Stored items
—————

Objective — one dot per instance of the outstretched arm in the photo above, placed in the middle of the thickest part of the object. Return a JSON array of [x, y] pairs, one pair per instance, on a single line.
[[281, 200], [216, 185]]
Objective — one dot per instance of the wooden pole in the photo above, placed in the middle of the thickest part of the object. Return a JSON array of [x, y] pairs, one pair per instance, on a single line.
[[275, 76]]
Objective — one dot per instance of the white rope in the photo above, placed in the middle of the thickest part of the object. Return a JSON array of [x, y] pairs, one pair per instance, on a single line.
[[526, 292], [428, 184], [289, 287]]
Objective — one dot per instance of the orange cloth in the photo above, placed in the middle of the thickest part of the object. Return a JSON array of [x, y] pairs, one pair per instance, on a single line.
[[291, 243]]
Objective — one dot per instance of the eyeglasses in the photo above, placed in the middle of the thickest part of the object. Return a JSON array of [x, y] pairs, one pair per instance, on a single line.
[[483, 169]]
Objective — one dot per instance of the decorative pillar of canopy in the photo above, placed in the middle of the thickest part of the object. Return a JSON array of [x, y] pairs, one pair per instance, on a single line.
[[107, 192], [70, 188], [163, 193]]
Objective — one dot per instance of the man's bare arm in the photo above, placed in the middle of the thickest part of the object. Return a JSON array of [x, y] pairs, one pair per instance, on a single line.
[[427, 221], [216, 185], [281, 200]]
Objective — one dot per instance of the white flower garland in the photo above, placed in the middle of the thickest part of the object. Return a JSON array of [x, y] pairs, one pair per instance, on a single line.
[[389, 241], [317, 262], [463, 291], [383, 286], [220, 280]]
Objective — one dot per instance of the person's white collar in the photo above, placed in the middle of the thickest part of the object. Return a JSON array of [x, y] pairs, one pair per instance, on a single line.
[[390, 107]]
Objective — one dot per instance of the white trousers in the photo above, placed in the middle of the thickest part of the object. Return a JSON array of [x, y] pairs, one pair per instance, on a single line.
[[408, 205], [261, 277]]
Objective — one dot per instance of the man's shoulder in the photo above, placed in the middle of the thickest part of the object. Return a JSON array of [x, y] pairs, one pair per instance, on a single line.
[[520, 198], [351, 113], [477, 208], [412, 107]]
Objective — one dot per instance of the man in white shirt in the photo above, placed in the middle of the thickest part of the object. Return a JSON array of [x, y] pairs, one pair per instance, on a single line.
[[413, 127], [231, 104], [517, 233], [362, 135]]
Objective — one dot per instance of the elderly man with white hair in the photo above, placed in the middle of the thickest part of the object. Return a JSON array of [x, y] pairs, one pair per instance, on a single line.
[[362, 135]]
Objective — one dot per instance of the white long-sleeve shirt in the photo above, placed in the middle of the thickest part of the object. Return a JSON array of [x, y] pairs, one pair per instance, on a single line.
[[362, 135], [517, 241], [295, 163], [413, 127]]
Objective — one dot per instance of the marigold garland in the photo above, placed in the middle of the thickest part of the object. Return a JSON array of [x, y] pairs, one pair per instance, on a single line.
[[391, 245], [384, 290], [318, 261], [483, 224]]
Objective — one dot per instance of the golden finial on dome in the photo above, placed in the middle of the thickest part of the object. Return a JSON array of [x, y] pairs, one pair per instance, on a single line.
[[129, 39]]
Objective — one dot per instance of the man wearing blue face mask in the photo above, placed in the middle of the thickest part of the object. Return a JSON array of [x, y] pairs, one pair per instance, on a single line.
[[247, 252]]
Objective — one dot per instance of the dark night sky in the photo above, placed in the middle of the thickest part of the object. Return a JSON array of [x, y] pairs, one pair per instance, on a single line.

—————

- [GOAL OF THE EXERCISE] Please replace "thickest part" with "widest part" in every one of the rows above, and give the rows back with nothing else changed.

- [THE RESPONSE]
Objective — one dot per instance of the outstretched arm in the photo above, placed in the middle of the widest part of the object. Return a JSON array of [x, y] pairs, one pair per instance, on a single line.
[[281, 200], [216, 185]]
Objective — one dot per instance of the wooden pole in the photo above, placed in the middle of the widest part of the object. Return a JSON array of [x, y] pairs, one pair per instance, on a single line.
[[275, 76]]
Objective — one dot per instance of the white rope in the photo above, placed in the middle of the widest part of the object. Return a JSON array of [x, y] pairs, one pair per instance, on a single line.
[[526, 292], [428, 184], [289, 287]]
Objective — one dot per instance of the orange cloth in the photo above, placed in the middle of the widest part of the object. Return a JSON array of [x, y] pairs, one pair per instance, on a single line.
[[291, 243]]
Objective — one dot per instance of the eyeglasses in the photo above, placed in the middle of the widest part of the object. Return a JSON array of [x, y] pairs, one pair per instance, on a single line.
[[483, 169]]
Objective — one dot per instance of the decorative pillar of canopy in the photo above, placed in the middle of the widest part of the object. Return a JSON array of [x, y] pairs, one pair per instance, on a single line.
[[107, 192], [70, 188], [163, 193]]
Objective — one dot per instance of the man's bare arm in the photo above, placed in the middle of the widest part of the object. Return a JSON array of [x, y] pairs, one pair per instance, on a single line.
[[427, 221], [216, 185], [281, 200]]
Objective — one dot per instance of the white flower garland in the photo above, placed in the middle of the widest part of the object. Return a JSON array of [x, y] pairs, one pair per instance, on a single line.
[[389, 241], [317, 262], [463, 291], [383, 286], [220, 280]]
Objective — one dot per instance of the person's white collar in the photo above, placed in the middle of the widest part of the object. Return a JSON array of [x, y] pairs, one pair per instance, on a single line.
[[390, 107]]
Objective — one dot per instance of the white trousers in the photo above, placed in the middle of the widest part of the object. Return a JSON array of [x, y] pairs, one pair per instance, on a single line.
[[408, 205], [261, 277]]
Objective — one dot per instance of the man's shoulder in the photo above, placed in the middle of the widest part of the object. Return a JSON array of [x, y] pairs, one pair per instance, on a single line.
[[520, 198], [351, 113], [477, 208], [412, 107]]
Objective — one dot per instance of the man in white shirt in the photo above, placed in the middle of the widest part of the object. Return a JSON array of [x, y] pairs, one pair per instance, on a single line.
[[413, 127], [231, 104], [517, 233], [362, 135]]
Objective — one dot per instance of the elderly man with white hair in the photo above, placed in the middle of the widest part of the object. Return a JSON array of [x, y] pairs, one pair per instance, on a single line.
[[362, 135]]
Objective — one dot per instance of the white long-sleeve shirt in the photo above, placed in the middle of the widest part of the object. Return a JSON array of [x, y] pairs, one pair per instance, on a single line.
[[362, 135], [517, 241], [295, 163], [413, 127]]
Objective — one dot per instance of the marigold garland in the photo above, placed in the middle of the widest part of the object. Return a JSON array of [x, y] pairs, one pair per instance, on a single line.
[[391, 245], [384, 290], [318, 261], [483, 224]]
Objective — one dot per instance of the golden finial on dome in the photo above, placed in the middle of the widest part of the object. Return a JSON array of [x, y] pairs, one pair per instance, on a single line.
[[129, 39]]
Objective — one dot per instance of the man wearing blue face mask in the photo above, placed in the middle of the widest part of the object. Return a JSON array of [x, y] pairs, one pair per instance, on a single line.
[[247, 252]]
Objective — one dot per instance of the dark night sky in the photo above, placed in the middle of the widest part of the object. Return a JSON array of [x, y] pairs, one pair per instance, on a single line.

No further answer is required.